— BEGIN —

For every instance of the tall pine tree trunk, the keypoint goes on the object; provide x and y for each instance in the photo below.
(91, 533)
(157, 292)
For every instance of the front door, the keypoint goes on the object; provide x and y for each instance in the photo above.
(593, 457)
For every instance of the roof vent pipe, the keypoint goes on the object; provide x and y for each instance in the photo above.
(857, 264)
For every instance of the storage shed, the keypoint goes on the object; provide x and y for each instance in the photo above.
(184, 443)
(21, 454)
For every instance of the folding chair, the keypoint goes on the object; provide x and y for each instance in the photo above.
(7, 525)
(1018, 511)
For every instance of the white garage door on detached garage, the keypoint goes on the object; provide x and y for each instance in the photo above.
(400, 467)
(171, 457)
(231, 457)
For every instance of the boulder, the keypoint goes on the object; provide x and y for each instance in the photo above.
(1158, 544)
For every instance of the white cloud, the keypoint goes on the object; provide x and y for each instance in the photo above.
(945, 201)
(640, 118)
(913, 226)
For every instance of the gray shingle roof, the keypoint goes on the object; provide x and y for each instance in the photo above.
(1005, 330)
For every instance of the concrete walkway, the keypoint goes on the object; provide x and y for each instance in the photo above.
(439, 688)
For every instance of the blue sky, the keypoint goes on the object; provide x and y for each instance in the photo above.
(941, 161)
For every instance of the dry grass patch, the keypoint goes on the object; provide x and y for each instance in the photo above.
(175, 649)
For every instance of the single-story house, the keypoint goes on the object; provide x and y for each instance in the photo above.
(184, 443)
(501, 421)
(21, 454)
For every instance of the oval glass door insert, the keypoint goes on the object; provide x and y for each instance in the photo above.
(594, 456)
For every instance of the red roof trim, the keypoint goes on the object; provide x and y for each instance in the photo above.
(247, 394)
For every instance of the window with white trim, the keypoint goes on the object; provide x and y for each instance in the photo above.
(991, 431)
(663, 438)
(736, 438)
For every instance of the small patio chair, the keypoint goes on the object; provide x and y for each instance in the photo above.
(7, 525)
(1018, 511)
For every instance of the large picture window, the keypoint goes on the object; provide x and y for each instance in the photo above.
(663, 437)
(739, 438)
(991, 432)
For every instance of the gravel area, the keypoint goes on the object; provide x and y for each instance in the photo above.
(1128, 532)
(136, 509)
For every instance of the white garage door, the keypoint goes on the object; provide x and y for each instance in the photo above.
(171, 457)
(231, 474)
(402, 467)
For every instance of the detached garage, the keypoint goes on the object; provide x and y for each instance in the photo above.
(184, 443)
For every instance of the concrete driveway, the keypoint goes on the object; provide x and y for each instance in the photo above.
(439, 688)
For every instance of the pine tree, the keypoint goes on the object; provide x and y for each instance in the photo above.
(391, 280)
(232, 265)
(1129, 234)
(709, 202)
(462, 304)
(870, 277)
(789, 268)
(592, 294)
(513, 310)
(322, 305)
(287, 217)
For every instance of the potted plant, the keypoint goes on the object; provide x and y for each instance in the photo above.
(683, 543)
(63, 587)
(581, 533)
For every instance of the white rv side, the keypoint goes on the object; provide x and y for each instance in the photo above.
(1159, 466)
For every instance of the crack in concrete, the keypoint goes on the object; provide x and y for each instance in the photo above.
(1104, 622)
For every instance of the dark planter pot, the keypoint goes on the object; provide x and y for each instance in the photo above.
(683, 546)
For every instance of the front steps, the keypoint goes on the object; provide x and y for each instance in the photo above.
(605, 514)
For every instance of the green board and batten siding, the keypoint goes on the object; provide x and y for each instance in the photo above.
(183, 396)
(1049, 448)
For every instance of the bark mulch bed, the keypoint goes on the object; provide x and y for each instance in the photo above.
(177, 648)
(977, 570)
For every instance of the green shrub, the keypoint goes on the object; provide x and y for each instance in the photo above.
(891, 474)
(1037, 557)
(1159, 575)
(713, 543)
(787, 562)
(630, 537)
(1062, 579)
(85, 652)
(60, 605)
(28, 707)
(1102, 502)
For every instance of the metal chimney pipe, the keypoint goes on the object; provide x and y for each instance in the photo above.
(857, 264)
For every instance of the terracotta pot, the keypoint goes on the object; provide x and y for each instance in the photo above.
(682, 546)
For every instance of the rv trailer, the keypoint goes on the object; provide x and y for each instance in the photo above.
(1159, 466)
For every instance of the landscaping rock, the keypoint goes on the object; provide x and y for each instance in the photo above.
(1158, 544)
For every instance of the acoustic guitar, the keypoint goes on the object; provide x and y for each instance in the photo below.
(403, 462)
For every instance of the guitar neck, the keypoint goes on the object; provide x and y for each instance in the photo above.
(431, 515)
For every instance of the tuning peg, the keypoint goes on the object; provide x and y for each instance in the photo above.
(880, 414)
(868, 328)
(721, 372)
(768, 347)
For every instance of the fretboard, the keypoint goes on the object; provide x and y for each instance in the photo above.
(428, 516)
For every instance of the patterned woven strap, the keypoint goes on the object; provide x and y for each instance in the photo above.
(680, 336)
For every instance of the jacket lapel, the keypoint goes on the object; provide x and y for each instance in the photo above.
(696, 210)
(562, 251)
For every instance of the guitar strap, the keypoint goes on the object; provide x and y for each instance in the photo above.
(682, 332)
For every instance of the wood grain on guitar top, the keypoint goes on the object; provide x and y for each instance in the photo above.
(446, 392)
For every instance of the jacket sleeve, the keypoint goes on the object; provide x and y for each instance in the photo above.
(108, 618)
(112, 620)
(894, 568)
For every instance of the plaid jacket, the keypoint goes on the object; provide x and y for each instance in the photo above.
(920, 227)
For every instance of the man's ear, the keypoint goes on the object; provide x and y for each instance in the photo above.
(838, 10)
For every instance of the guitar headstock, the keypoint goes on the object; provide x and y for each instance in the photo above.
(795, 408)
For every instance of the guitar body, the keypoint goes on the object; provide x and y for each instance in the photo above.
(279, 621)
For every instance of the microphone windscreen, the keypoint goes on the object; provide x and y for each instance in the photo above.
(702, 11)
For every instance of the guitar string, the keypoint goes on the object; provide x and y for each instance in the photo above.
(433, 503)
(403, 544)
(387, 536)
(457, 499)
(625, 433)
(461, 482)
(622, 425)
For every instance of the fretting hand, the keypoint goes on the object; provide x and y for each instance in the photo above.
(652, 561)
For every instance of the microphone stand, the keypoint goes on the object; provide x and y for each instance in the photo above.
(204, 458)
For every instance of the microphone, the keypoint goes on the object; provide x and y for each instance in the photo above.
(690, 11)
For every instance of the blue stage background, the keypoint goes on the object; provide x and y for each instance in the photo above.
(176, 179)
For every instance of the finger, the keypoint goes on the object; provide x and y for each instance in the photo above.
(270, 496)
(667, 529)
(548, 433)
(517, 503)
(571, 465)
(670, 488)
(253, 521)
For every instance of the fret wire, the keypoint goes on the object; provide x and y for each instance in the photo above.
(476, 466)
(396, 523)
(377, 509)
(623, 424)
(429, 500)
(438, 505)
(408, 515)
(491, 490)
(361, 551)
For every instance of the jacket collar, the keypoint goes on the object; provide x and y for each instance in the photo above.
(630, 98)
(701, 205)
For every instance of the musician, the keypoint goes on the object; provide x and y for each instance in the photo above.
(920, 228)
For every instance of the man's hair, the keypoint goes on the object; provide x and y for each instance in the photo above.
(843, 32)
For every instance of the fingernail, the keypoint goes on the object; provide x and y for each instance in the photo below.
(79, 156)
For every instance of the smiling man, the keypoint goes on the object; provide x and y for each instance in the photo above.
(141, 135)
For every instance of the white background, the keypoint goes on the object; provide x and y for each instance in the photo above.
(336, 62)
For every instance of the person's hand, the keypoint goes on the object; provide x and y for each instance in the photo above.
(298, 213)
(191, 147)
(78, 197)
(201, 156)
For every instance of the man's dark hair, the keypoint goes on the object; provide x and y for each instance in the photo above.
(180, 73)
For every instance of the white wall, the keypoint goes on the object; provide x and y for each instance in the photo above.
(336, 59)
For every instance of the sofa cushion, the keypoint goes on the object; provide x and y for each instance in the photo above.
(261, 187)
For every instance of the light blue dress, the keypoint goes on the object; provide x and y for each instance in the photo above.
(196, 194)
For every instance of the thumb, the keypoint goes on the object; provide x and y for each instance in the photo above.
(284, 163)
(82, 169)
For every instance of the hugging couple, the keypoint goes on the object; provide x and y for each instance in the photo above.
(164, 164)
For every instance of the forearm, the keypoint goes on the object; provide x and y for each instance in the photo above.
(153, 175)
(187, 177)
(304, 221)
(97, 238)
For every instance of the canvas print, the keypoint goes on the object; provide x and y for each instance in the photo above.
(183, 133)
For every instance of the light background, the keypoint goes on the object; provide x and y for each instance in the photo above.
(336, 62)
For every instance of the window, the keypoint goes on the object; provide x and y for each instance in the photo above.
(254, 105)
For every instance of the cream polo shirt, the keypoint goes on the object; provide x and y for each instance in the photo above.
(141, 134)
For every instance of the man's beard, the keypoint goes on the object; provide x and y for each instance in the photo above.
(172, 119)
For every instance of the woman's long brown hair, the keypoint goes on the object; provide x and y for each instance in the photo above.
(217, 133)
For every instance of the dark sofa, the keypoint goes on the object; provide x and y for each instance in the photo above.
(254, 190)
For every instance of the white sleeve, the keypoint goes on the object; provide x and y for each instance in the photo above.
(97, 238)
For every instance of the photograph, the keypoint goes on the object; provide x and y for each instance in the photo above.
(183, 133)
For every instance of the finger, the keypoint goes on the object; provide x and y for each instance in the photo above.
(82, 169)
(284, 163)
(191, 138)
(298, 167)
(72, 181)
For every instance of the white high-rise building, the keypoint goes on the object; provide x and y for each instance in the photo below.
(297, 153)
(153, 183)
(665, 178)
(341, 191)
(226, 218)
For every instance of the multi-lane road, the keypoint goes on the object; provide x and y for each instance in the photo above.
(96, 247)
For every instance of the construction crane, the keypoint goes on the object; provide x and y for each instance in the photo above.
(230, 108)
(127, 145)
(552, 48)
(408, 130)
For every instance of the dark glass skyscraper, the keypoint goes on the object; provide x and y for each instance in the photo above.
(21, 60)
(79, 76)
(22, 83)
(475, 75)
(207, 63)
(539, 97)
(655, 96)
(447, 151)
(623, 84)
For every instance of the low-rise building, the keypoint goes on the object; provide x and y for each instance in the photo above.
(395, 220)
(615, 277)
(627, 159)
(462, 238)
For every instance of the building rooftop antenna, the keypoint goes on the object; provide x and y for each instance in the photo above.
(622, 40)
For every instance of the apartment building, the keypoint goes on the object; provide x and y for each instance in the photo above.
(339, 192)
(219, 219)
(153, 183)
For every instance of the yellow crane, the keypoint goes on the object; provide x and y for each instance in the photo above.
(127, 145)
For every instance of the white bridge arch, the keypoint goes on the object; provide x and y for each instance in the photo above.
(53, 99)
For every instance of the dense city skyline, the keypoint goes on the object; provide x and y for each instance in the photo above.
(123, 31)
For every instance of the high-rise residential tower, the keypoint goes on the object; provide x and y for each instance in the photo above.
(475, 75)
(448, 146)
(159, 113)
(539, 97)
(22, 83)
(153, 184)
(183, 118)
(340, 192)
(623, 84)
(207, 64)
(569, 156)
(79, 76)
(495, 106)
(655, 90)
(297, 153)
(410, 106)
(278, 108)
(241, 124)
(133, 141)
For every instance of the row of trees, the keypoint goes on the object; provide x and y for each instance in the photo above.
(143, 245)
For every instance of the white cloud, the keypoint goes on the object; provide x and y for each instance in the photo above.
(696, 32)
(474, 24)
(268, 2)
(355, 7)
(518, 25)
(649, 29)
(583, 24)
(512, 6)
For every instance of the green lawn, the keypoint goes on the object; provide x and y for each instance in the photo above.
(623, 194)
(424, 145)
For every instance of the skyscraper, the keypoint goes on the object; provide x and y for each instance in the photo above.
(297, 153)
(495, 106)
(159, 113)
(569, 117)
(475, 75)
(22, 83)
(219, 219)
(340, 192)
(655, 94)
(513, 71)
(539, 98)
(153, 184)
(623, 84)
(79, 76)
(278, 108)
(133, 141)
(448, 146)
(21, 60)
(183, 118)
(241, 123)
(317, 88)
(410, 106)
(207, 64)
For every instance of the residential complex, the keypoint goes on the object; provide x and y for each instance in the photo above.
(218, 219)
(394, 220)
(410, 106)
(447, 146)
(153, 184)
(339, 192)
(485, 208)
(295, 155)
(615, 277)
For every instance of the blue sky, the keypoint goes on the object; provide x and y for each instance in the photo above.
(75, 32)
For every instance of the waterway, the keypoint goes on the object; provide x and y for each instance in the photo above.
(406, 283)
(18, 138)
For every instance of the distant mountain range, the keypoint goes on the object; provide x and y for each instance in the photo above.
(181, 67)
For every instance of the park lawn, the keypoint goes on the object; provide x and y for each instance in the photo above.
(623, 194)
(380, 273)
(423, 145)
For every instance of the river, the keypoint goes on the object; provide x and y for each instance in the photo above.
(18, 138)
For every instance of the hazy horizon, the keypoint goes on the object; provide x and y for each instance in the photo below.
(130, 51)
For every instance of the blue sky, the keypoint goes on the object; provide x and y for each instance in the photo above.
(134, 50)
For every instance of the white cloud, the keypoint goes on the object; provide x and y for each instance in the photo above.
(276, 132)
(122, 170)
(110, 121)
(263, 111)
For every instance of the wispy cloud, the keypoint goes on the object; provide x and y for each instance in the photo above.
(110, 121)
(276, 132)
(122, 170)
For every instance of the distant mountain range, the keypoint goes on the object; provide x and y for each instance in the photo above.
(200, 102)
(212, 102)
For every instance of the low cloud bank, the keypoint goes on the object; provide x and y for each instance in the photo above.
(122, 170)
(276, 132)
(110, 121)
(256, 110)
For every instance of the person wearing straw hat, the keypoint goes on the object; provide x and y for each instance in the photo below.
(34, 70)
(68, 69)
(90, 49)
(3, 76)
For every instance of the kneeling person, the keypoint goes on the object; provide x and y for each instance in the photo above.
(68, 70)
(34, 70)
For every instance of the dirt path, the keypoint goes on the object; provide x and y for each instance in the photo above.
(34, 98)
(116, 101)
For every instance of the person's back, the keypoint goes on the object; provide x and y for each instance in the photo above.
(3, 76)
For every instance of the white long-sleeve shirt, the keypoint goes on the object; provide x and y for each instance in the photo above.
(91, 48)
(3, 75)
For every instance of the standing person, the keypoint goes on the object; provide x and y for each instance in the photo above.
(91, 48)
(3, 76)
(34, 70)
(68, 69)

— END —

■ **Exercise description**
Retype, exactly and only, the lines running from the one with "For every instance of the kneeling" through the final line of the listing above.

■ **Reply**
For every instance of the kneeling person, the keypoint goes on the object; provide x and y for each instance in the photo above.
(68, 70)
(34, 70)
For every instance of the dirt path, the keypoint goes on the object; provide x and y for each instance in the photo above.
(34, 98)
(116, 101)
For every instance of the person's back, the keypoint goes on the object; provide x and y for each instance in the photo above.
(3, 76)
For every instance of the white long-sleeve shirt, the keypoint goes on the object; provide x and y for each instance in the photo above.
(91, 48)
(3, 75)
For every instance of the standing person, the keypoint goes on the object; provide x and y for each instance in the photo above.
(91, 48)
(3, 76)
(34, 70)
(68, 69)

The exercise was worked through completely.